Dataset excerpts on object pointing |
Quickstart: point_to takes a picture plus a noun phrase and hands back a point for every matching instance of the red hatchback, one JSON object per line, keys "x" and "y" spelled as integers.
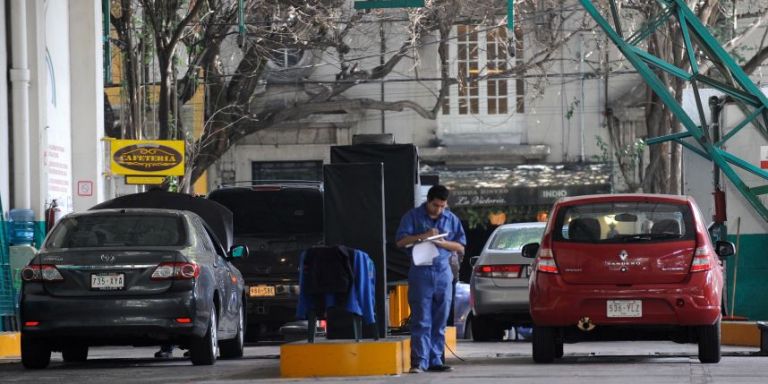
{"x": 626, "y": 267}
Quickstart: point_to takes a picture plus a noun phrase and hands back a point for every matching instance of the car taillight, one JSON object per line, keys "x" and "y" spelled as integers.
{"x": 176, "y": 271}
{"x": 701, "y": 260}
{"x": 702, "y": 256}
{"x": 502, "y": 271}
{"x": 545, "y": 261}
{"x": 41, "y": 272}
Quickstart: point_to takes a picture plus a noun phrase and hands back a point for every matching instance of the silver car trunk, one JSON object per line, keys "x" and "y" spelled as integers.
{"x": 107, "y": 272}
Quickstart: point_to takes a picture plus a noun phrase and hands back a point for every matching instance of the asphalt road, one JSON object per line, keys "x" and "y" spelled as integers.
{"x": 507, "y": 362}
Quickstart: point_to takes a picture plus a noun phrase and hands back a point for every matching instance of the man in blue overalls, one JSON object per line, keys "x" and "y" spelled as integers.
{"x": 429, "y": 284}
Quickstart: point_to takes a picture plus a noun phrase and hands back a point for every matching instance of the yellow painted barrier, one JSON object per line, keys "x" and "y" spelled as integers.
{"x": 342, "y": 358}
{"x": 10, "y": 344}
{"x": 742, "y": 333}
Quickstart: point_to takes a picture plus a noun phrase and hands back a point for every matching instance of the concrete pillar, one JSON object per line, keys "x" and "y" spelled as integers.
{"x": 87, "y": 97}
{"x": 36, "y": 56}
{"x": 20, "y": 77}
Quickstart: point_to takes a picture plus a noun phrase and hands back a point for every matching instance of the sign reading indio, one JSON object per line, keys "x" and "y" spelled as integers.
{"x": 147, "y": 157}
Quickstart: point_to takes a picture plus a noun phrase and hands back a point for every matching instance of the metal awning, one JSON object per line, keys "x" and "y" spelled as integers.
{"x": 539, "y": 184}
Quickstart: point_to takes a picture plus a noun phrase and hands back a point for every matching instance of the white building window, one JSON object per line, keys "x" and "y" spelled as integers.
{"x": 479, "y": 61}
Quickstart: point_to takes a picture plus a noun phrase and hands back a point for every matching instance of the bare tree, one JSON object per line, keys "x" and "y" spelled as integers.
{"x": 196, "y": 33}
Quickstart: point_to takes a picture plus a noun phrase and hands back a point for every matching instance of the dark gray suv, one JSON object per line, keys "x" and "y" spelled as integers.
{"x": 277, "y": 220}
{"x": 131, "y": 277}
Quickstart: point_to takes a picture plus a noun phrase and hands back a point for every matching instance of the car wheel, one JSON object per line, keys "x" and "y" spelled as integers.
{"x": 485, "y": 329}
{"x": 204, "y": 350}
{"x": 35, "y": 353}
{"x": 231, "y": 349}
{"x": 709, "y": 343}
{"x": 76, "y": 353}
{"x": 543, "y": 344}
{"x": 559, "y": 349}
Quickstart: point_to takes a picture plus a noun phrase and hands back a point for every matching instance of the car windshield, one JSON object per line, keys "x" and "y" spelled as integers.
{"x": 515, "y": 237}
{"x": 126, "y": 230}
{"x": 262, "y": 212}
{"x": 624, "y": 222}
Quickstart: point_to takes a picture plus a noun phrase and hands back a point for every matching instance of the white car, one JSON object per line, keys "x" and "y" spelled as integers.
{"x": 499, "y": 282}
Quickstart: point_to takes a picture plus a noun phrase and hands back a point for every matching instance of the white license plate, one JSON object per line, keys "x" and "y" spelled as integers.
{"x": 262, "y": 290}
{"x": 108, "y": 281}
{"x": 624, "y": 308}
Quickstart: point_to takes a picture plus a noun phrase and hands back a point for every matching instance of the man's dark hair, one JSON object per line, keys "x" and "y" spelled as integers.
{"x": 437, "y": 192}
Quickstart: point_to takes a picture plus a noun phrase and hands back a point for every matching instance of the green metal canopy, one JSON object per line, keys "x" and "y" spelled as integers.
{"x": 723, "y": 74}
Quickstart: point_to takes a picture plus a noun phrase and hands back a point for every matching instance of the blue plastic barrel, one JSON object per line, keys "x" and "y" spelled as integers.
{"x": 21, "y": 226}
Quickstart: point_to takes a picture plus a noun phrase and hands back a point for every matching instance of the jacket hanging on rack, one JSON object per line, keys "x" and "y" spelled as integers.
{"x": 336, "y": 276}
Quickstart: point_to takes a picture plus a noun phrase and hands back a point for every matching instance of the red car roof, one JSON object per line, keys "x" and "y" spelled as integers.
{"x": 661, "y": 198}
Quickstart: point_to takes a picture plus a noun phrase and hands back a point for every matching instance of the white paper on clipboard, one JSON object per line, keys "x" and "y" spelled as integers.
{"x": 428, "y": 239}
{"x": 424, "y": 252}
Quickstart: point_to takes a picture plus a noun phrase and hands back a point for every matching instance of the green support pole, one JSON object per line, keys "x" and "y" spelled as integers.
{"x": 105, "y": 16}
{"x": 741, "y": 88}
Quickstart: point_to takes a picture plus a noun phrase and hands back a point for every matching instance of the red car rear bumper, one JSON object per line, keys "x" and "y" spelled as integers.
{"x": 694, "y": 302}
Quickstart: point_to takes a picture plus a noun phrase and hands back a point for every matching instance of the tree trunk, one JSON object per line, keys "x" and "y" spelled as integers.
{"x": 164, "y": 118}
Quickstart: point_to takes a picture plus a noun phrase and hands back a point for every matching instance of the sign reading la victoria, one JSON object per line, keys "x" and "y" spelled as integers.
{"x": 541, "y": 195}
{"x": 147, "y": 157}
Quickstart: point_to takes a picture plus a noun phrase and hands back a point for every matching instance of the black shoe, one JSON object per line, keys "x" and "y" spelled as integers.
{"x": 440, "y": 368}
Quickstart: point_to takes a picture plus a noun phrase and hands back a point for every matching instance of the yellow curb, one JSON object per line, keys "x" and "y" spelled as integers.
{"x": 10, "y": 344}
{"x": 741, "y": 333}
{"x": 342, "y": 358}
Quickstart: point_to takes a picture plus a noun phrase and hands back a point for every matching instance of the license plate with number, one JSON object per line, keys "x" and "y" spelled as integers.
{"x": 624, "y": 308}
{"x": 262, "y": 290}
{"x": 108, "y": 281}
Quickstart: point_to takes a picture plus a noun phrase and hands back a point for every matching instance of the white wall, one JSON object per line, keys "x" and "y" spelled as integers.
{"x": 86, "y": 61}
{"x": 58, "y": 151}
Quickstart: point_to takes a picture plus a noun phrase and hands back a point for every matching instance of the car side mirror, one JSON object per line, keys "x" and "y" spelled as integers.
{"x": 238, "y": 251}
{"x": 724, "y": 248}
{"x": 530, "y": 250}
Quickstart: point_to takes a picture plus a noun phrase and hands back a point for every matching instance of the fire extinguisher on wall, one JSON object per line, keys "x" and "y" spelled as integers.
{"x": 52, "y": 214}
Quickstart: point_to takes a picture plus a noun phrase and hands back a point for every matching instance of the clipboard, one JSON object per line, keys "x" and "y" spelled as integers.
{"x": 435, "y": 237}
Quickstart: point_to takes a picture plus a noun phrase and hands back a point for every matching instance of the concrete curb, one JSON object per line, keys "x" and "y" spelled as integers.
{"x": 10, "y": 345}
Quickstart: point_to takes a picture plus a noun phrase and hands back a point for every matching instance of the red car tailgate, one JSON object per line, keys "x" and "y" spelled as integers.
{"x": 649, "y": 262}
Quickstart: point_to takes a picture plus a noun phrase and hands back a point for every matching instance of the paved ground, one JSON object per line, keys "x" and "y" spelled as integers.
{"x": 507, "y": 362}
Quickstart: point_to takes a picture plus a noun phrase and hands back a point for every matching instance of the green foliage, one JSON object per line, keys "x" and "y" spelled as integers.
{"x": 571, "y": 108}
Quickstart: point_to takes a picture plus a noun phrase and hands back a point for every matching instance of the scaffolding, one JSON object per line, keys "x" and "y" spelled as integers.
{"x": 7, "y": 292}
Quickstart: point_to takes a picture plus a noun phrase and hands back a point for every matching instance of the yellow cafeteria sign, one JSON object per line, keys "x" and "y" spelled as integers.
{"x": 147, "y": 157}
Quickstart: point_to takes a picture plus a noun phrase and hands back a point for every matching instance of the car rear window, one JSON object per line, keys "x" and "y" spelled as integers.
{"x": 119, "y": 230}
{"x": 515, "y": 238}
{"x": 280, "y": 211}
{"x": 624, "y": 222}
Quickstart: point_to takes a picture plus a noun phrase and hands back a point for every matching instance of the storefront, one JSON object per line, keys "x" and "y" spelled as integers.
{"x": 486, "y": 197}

Task goal | Take the line that contains "of the fire" and every line after it through the end of the listing above, and repeat them exactly.

Solution to this task |
Quickstart: point_to takes a picture plus a noun phrase and hands back a point for every matching instance of the fire extinguisher on wall, one JSON object per line, keys "x" and "y" spelled as integers.
{"x": 52, "y": 214}
Quickstart: point_to takes a picture plus a noun phrase and hands back a point for every matching instance of the clipboard, one JSON object per line, keys "x" and "y" spelled as integers.
{"x": 435, "y": 237}
Quickstart: point_to takes a picture plus a noun phrase and hands back a point for every matching instance of the concrete curb, one JSON object per line, keys "x" and "y" spelled as integers.
{"x": 10, "y": 345}
Quickstart: point_to takes a picture plus a noun phrase and hands back a point for every matching instance of the red car tailgate, one JSON object per line, keys "x" and "y" spelled as integers.
{"x": 649, "y": 262}
Quickstart: point_to takes a picture plus a noun phrase and hands back a point for every matching instance of the paved ground, one JSON object per line, keys "x" and "y" spelled as integers.
{"x": 507, "y": 362}
Quickstart: point_to takes a picture plus a noun phrase and hands back a point for every matching instance of the green foliage, one JSON object per line, keys "x" and "y" spelled as integers.
{"x": 571, "y": 108}
Quickstart: point_to takes a picture plus a noun phrase and hands back a point for every matching instance of the scaffolding, one JSON object per line, keys "x" and "y" spelled as integers.
{"x": 7, "y": 292}
Quickstart: point_to takes a picture plus a noun phrase and hands back a point for every matching instance of the yellow cafeteria sign, one JSON object per line, keys "x" and "y" spelled as integers.
{"x": 147, "y": 157}
Quickstart: point_to takes a picture plus a noun phrase and hands back a point for every matching instance of the car rear window, one JSON object per line, keys "x" and "y" spelled as integers.
{"x": 119, "y": 230}
{"x": 515, "y": 238}
{"x": 280, "y": 211}
{"x": 624, "y": 222}
Quickstart: point_to takes a picture plus a noun phrase and hands back a point for every matching instance of the storefront, one JSON object per line, keys "x" and "y" spelled as integers.
{"x": 486, "y": 197}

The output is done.